▶ EXERCISE AIM:
Return every line of the listing below that contains the string "current".

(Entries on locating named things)
>> Begin

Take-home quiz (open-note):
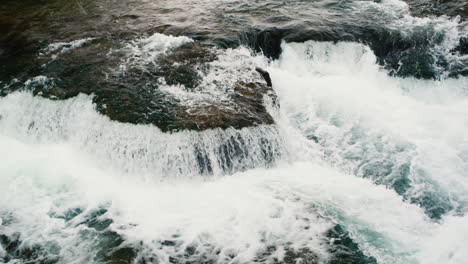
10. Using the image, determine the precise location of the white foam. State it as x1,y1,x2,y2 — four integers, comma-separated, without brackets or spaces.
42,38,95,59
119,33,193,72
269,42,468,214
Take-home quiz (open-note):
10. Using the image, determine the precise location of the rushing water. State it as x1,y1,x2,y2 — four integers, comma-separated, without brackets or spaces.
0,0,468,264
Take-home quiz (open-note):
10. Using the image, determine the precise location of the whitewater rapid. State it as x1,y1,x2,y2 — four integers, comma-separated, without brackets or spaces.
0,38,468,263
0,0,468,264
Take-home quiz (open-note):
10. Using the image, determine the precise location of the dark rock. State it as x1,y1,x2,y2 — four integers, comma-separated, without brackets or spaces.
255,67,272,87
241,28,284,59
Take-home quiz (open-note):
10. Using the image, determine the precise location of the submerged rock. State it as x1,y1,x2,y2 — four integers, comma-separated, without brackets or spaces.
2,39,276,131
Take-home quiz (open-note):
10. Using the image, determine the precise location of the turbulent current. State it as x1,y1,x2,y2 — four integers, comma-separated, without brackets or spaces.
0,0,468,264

>> End
>> Begin

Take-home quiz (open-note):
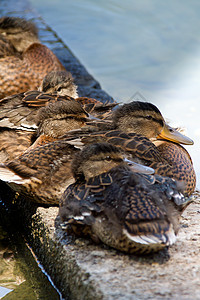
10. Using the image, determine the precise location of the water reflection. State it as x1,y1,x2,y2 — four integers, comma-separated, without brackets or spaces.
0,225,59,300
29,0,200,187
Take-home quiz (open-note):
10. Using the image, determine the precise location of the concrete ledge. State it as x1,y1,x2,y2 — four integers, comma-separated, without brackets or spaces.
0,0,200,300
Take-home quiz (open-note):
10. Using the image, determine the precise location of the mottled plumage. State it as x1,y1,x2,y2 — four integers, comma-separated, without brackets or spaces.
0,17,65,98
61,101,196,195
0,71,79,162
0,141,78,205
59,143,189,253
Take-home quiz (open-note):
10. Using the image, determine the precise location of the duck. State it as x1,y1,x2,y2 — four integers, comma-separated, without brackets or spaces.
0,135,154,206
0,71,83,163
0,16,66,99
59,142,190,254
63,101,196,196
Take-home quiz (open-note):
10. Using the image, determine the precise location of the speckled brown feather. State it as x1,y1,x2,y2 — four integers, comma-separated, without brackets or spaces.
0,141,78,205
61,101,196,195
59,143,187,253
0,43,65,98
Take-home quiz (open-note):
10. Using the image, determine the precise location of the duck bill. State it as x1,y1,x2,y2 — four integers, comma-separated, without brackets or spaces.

>> End

▶ SOLUTION TO THIS PROBLEM:
10. Using the image, determine the precise location of the turbulent current. State it as x1,y1,x2,y2 — four integers, comma-separated, without brackets or spaces.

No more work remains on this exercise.